The problem: Find each line in the data below that contains the word "cabinet", and copy those lines out.

Lines of data:
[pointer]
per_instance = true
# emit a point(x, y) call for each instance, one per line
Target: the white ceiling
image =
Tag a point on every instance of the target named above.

---

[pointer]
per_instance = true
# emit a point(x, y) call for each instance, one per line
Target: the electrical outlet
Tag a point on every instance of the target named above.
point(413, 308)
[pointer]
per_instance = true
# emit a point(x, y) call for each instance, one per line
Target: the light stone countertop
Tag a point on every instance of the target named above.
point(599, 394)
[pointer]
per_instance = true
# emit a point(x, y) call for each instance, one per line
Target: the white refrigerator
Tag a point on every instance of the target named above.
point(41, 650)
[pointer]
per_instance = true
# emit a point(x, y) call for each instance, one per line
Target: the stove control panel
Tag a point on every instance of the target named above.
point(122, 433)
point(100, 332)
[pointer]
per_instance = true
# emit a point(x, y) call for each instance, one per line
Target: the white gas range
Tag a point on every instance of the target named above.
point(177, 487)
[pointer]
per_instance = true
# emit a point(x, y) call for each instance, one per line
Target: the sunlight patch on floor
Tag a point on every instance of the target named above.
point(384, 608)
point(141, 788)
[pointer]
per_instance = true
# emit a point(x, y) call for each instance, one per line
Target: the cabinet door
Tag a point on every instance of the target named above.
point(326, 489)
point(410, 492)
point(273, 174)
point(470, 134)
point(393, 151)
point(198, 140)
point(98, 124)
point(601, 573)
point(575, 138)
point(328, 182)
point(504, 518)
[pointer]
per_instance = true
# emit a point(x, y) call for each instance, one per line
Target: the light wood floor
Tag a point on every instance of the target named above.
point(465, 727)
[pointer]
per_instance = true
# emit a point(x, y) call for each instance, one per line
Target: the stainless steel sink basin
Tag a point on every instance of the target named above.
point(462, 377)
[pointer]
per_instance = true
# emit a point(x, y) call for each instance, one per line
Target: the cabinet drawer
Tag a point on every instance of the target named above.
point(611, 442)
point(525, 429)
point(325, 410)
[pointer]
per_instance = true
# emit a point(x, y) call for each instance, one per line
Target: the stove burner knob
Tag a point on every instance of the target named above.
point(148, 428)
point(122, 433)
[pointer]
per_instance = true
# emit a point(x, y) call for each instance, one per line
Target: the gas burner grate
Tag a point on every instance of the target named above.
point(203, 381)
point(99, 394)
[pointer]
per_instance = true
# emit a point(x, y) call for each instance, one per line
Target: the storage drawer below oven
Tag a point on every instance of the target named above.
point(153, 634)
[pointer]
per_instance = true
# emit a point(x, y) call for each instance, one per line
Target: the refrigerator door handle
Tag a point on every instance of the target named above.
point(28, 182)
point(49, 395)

Correct answer:
Target: the cabinet door
Target: the cabinet drawer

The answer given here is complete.